Data entries
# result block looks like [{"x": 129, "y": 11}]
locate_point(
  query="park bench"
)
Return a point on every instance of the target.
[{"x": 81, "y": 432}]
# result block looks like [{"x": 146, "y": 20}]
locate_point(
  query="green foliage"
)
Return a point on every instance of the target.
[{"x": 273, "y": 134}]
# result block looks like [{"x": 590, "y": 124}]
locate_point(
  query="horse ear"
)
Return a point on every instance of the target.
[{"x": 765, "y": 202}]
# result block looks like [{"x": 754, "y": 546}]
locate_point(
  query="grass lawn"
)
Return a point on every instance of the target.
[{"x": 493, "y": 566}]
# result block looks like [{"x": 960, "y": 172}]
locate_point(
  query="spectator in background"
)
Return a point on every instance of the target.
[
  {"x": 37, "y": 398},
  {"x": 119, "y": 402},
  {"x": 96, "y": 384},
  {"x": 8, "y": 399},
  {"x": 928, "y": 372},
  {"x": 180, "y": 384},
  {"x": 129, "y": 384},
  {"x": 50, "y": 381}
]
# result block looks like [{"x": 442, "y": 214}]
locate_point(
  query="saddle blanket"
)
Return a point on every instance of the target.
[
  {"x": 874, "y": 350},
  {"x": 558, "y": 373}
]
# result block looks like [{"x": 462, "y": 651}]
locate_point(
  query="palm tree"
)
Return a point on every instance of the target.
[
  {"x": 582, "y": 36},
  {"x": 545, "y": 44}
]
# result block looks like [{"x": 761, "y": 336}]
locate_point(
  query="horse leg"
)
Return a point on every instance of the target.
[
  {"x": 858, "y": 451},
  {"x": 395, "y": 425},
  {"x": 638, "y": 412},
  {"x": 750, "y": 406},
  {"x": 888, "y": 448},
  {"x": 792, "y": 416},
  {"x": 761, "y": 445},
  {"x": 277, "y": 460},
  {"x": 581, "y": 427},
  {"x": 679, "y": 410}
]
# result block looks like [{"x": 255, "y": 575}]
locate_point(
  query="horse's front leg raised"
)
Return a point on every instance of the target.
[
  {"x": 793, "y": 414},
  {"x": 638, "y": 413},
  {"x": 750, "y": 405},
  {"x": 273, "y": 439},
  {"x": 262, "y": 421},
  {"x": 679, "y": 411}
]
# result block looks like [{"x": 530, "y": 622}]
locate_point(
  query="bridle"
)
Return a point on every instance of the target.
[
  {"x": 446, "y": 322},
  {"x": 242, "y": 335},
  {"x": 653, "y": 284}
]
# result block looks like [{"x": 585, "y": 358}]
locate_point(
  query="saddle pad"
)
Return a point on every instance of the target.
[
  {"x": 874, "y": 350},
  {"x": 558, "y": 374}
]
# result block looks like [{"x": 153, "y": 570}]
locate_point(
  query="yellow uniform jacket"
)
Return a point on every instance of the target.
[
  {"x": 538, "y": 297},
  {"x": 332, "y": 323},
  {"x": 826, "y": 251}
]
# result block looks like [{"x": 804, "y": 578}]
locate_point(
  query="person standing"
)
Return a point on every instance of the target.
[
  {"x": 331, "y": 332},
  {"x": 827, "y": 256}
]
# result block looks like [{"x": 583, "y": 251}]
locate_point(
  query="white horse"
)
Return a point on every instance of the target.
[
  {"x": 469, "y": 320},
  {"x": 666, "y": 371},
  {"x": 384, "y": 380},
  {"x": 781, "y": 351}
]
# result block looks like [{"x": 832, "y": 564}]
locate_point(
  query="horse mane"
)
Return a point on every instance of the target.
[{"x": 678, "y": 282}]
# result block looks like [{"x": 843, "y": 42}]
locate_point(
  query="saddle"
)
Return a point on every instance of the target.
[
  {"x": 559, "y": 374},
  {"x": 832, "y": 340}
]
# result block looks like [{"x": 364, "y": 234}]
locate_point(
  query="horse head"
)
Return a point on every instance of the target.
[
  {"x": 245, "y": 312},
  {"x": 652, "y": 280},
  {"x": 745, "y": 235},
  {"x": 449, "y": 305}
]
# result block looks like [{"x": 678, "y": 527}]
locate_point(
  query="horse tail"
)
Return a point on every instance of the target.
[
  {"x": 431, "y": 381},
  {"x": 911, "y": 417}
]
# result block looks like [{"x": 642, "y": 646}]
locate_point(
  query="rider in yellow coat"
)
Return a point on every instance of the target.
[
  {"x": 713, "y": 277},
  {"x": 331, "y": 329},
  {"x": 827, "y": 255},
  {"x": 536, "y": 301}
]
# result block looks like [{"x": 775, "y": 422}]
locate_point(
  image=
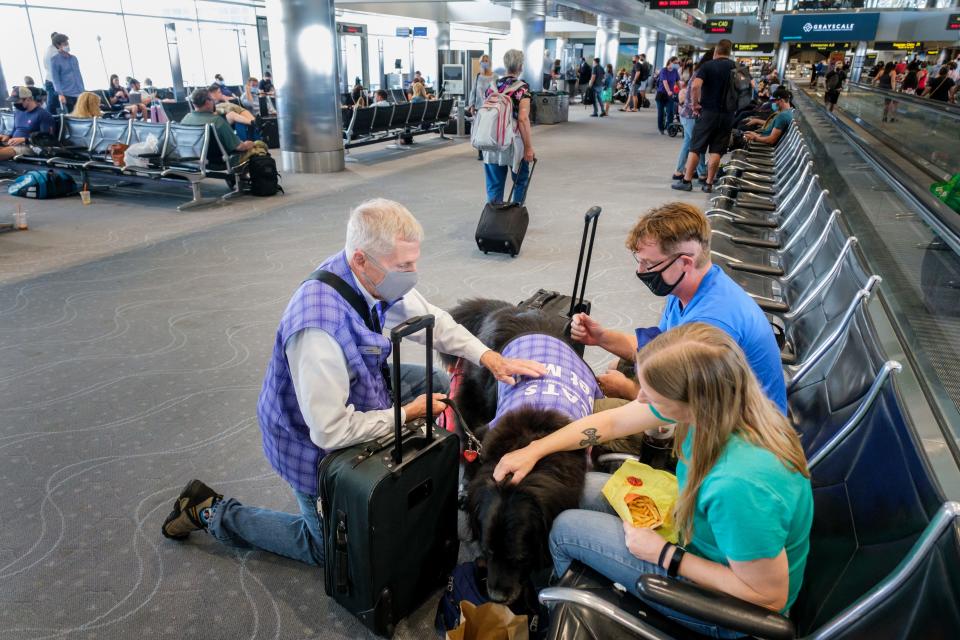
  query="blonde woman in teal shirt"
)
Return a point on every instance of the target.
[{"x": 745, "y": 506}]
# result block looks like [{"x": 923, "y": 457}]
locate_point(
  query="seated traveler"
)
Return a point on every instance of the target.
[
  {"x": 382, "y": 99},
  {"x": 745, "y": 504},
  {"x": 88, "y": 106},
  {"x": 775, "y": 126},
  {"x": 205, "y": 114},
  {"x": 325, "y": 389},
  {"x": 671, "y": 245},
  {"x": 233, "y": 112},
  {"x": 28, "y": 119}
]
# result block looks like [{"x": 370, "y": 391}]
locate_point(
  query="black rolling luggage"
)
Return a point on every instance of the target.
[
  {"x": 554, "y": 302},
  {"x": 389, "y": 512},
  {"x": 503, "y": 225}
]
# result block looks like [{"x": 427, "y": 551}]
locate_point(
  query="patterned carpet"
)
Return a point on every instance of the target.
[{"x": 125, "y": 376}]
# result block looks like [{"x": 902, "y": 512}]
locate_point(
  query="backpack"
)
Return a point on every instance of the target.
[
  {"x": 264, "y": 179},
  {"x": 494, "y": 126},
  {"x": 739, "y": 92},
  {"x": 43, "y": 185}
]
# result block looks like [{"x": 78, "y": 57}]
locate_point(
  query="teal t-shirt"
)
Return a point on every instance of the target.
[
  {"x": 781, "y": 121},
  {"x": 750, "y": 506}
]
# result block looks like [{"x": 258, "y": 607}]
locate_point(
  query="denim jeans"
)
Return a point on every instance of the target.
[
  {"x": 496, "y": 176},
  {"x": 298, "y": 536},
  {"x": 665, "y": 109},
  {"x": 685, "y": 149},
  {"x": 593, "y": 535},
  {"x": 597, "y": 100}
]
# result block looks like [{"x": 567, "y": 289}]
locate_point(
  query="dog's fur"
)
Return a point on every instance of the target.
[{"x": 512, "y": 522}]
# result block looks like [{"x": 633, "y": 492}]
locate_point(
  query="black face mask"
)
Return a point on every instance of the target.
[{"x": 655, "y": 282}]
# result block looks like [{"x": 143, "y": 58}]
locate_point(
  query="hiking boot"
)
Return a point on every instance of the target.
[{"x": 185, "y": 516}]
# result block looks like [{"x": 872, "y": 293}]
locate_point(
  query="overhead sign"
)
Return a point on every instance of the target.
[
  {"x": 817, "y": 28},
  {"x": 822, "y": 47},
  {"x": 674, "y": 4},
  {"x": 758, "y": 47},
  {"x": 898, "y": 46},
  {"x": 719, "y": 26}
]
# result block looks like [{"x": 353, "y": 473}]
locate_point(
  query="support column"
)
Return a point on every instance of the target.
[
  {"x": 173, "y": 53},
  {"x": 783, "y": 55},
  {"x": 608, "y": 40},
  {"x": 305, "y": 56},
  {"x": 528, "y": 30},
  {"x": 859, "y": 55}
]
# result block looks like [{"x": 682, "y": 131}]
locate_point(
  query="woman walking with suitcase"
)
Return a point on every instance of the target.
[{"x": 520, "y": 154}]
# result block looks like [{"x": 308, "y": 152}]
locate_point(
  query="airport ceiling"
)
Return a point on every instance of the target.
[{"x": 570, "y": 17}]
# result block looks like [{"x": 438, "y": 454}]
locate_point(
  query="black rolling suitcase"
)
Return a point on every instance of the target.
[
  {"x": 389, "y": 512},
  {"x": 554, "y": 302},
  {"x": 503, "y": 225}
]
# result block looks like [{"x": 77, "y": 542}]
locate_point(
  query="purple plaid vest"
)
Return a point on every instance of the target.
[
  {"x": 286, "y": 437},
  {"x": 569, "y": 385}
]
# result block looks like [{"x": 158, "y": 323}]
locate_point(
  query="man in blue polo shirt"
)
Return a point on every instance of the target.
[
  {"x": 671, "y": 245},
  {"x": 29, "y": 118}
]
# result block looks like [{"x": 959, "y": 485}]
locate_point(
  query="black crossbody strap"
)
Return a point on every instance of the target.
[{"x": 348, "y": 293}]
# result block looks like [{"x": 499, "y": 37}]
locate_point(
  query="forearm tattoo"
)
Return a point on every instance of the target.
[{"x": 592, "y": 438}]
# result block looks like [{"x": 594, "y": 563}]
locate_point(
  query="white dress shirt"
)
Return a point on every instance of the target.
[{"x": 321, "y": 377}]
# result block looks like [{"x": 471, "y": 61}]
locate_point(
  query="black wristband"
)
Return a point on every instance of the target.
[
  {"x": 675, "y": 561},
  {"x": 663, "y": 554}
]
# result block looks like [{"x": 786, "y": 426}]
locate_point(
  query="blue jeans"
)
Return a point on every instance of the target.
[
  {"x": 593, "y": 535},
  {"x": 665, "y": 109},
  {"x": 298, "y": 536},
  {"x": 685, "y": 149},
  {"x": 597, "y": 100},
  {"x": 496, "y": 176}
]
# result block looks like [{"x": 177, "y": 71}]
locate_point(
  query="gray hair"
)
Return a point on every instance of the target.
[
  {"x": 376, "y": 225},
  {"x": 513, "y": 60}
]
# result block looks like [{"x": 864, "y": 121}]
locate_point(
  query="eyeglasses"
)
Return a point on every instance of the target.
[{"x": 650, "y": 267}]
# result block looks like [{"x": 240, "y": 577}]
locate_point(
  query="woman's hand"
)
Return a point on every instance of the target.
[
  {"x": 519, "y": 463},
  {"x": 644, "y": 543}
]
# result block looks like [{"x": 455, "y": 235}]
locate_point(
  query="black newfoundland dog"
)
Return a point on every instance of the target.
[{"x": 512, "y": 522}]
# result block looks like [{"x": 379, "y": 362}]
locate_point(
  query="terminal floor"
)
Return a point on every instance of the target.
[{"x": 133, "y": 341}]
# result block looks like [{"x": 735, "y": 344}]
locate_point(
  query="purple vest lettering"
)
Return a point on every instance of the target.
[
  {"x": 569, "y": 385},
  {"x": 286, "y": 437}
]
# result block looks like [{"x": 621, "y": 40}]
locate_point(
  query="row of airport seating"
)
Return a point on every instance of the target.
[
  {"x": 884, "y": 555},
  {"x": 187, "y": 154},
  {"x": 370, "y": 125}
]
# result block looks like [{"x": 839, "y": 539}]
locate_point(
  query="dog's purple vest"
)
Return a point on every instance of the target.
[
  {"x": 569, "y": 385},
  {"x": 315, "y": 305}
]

What is expected: Scan the records above for the word "blue" and return every line where it occurs.

Completed task:
  query="man in blue polo shirt"
  query="blue jeans"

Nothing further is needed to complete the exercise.